■ TASK DESCRIPTION
An exact copy of all the data, minus the images, is required.

■ DATA FOR REVIEW
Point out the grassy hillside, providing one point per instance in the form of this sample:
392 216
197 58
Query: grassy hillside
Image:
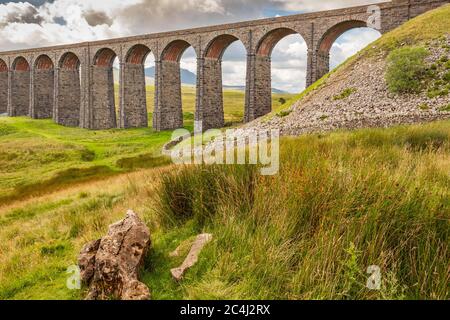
419 31
342 202
233 100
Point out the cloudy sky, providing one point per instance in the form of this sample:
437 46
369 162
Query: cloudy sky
34 23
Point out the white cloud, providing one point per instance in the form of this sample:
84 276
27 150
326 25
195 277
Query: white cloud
24 25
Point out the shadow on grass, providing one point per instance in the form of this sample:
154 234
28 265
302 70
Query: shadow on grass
60 180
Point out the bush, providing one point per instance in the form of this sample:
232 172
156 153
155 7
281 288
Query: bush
198 192
345 94
87 155
406 69
284 113
446 77
445 108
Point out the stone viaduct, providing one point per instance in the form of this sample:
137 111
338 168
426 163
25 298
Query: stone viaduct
73 84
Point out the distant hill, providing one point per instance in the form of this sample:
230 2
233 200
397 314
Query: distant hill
188 78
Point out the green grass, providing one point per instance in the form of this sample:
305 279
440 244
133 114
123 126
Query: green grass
406 69
53 156
345 94
341 202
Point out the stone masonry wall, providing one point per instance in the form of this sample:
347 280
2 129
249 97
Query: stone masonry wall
43 90
68 98
3 92
89 103
133 113
210 111
20 93
263 88
169 109
103 102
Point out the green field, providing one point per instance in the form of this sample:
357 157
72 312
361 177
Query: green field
342 202
37 156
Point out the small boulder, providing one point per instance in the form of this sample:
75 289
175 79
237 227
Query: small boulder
192 258
110 266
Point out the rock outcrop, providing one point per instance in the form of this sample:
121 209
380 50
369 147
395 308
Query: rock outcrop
192 258
110 266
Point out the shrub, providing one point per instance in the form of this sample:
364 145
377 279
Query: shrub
345 94
445 108
446 77
198 192
284 113
406 69
424 106
87 155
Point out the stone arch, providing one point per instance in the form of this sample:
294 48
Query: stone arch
327 40
43 62
217 46
174 50
3 66
261 104
133 110
103 109
3 87
270 40
20 87
168 113
69 61
67 110
137 54
43 88
104 57
210 110
20 64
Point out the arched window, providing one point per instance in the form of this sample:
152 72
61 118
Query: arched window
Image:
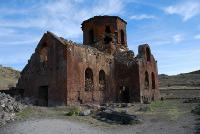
153 80
89 85
122 36
107 30
43 53
146 80
107 38
91 36
102 80
148 54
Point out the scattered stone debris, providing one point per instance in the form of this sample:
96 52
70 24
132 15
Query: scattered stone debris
8 107
192 100
85 112
145 108
112 116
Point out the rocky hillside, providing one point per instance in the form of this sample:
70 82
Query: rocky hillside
8 77
191 79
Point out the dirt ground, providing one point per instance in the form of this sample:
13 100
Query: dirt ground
161 117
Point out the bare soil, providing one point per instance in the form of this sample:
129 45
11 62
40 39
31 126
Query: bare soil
161 117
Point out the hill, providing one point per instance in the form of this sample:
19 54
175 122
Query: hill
8 77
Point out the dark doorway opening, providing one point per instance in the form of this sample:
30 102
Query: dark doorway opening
91 36
122 36
43 96
125 96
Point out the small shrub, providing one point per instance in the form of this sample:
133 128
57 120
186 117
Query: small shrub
74 111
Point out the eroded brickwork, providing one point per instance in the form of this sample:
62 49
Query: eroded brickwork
61 72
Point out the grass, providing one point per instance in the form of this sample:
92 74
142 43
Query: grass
168 109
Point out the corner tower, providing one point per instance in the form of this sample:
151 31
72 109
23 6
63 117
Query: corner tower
106 33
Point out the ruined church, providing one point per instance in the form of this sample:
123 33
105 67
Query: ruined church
102 69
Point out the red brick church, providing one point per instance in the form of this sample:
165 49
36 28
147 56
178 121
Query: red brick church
102 69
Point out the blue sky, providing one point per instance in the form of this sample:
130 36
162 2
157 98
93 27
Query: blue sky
170 27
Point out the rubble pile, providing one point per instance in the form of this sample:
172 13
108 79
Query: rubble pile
8 107
192 100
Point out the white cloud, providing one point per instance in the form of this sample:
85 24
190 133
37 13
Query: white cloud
178 38
142 16
187 9
61 17
197 37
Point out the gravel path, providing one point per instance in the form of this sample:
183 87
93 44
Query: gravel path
63 126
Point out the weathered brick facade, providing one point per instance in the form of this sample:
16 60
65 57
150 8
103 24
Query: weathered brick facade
61 72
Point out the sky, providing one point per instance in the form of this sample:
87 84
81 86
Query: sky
170 27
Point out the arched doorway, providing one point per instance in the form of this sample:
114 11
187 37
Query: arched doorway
146 80
153 80
89 85
102 80
122 36
148 54
124 93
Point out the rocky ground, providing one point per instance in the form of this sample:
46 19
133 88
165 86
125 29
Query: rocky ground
159 117
8 108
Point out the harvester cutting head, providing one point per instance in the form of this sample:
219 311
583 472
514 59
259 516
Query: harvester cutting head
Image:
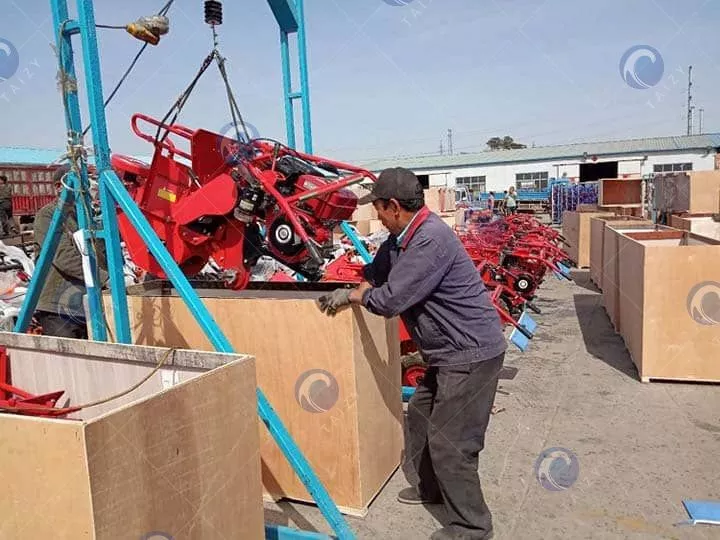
262 198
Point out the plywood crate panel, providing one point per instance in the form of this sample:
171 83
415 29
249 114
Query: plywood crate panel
290 339
171 456
668 304
702 226
620 192
597 241
576 230
611 267
696 192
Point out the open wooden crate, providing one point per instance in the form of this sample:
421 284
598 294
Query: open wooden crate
576 230
179 455
334 381
669 304
703 225
597 240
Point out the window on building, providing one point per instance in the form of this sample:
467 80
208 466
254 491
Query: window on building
474 184
672 167
531 181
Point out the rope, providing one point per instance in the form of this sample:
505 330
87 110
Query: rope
157 368
102 401
162 13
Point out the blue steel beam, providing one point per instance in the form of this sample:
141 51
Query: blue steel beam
80 184
285 14
93 78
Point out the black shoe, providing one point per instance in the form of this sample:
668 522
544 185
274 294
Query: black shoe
411 496
446 534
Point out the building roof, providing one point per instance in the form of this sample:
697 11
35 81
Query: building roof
552 153
17 155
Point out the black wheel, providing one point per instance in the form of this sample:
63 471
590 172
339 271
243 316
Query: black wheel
524 283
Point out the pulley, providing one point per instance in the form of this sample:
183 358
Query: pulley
213 12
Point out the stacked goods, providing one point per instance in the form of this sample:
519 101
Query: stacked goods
571 197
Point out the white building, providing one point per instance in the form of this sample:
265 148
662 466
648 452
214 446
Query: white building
531 168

■ EXERCISE OUTPUT
Point out the grassy hillside, providing one point per instance in the form of this sample:
392 216
197 58
Query: grassy hillside
Image:
419 31
342 202
233 100
Point out the cloudy sky, providing one point per instance in the form of this sample:
437 46
369 162
Query: cloudy sky
34 23
Point out the white cloud, providing one point per instance in the form of this sample:
84 276
27 150
326 25
195 277
Query: white cloud
24 25
Point out the shadow on grass, providing one point per instance in the form of this sample:
154 234
28 265
302 70
Query: shadow on grass
60 180
Point out the bush, providing one point per instance in the form of this sample:
232 172
156 153
155 7
281 288
Query: bush
198 192
345 94
87 155
406 69
284 113
446 77
445 108
Point out the stone viaduct, providing one point per instance in the form of this sample:
137 111
338 168
426 163
25 298
Query: stone viaduct
73 84
Point out the distant hill, providing one point per instance in the form of this sample:
230 2
233 200
397 314
Query: distant hill
188 78
Point out the green grass, providing one point per instance in the form of this sample:
305 279
440 244
133 114
123 126
Query: green grass
406 69
53 156
345 94
341 202
Point out the stone masonry wall, providing one point per instance in the form of this sample:
347 280
2 129
249 97
Query: stone masonry wall
43 90
68 98
3 92
89 103
133 113
210 111
20 93
263 88
169 109
103 102
Point out the green field, providing one point per instance in the form of this sample:
357 157
72 312
361 177
Query: green field
342 202
37 156
Point out the small boulder, providing one point per instance in the form of this sample:
75 289
175 79
237 227
Query: small boulder
192 258
110 266
Point out the rock outcrop, providing one point per instance in the form of this sample:
121 209
380 50
369 147
395 308
Query: rock outcrop
192 258
110 266
Point out the shrub, providing one point per instance in the form of this sample:
364 145
377 279
Query: shrub
345 94
445 108
446 77
198 192
284 113
406 69
424 106
87 155
Point out the stone arch, providing one point per instance in the form of this sample:
294 48
Query: stone arch
327 40
43 62
217 46
174 50
3 66
261 104
133 110
103 109
3 87
270 40
20 87
168 113
69 61
67 110
137 54
43 88
104 57
210 110
20 64
Point out the arched window, providing one point per instance in the form of this sample:
152 72
61 118
Query: arched window
Image:
153 80
89 85
122 36
107 30
43 53
146 80
107 38
91 36
102 80
148 54
Point out the scattered stone debris, providing one point per instance in the form of this sample:
96 52
70 24
132 15
Query: scattered stone debris
8 107
192 100
85 112
145 108
112 116
Point out the rocky hillside, providing one point per instance in the form of this sample:
70 82
Query: rocky hillside
8 77
191 79
Point out the dirt ground, providing one point per instance in the form of this sample:
13 100
Query: dirt ground
161 117
Point out the bare soil, providing one point per instance in the form of this sample:
129 45
11 62
40 39
31 126
Query: bare soil
161 117
Point out the hill, providing one point per instance in the form of this sample:
19 54
175 122
Query: hill
8 77
Point out the dark doorway opening, providing one point per instance in the form of this sample:
30 102
Query: dark doorway opening
91 36
122 36
43 96
125 96
Point out the small shrub, providing one point per instance in the form of this sample:
133 128
57 120
186 117
Query: small shrub
74 111
Point out the eroded brickwork, providing one point per instance in the form of this sample:
62 49
Query: eroded brickwork
61 72
Point out the grass, providing one point per instance in the form of this sample:
92 74
142 43
Query: grass
168 109
Point out the corner tower, providing one point per instance in the form of this sample:
151 31
72 109
23 6
63 117
Query: corner tower
106 33
Point out the ruined church, providing one point per instance in the form of this sample:
123 33
105 67
Query: ruined church
102 69
Point out the red brick church, providing one point per instance in the form of this sample:
165 49
36 28
147 56
178 121
Query: red brick church
102 69
Point out the blue sky, providing one point per instance in the form of this sample:
130 36
162 2
157 98
93 27
Query: blue sky
170 27
Point out the rubble pile, providing one point per instance in the form of this sample:
172 13
108 79
Query: rubble pile
8 107
192 100
Point out the white cloud, providing one point per instance in the form of this sample:
85 24
190 133
37 13
Query: white cloud
178 38
142 16
187 9
61 17
197 37
Point out the gravel path, providing one point per instance in the form of this sample:
183 87
93 44
Query: gravel path
63 126
Point out the weathered brick facade, providing one point per instance in the form of this sample:
16 60
65 57
150 8
103 24
Query: weathered brick facade
61 72
Point out the sky, providing one point per instance in the form of this sample:
87 84
81 86
Query: sky
170 27
Point out the arched doorway, providing one point per instance in the form of this sample:
114 11
187 37
Query: arched doorway
146 80
153 80
89 85
102 80
122 36
148 54
124 93
Point out the rocky ground, providing one point per instance in the form of this sample:
46 19
133 88
165 86
125 29
Query: rocky ground
159 117
8 108
Point out the harvester cutting head, providing one point per instance in the form of this sample:
219 311
583 472
514 59
259 516
Query: harvester cutting head
Image:
262 198
Point out the plywood crate panel, providing one point per instance in the form of this sample:
171 83
415 29
249 114
Query: plywood crate panel
290 339
171 456
668 304
702 226
620 192
597 241
576 230
611 267
696 192
Point out the open wooden crate, providing one point per instance in the form of this sample:
421 284
598 294
Query: open wooden crate
576 230
179 455
334 381
669 304
703 225
597 240
Point out the window on building, providing one point per instance in the form of this sample:
467 80
208 466
254 491
Query: window on building
474 184
672 167
531 181
Point out the rope, providing one point per instance in the form of this sample:
505 330
87 110
Query: rope
157 368
102 401
162 13
Point out the blue steel beam, providing one point per instance in the form of this sample:
141 51
Query: blue steel beam
80 184
285 14
93 78
Point out the black shoe, providing one point per instance in the form of this sample:
668 522
544 185
274 294
Query: black shoe
411 496
446 534
Point out the building roof, providing one point per instance in the form of this sample:
697 11
35 81
Query: building roof
552 153
17 155
Point out the black wheel, providing one point per instance in the form of this sample:
63 471
590 172
339 271
243 316
Query: black wheel
524 283
Point out the pulley, providing one point per instance in the form of this sample:
183 358
Query: pulley
213 12
Point out the stacked goods, providing one point per instance in the form of this sample:
519 101
Query: stacked goods
571 197
Point out the white building, providing one point per instance in the form of this sample:
265 148
662 466
648 452
214 446
Query: white building
531 168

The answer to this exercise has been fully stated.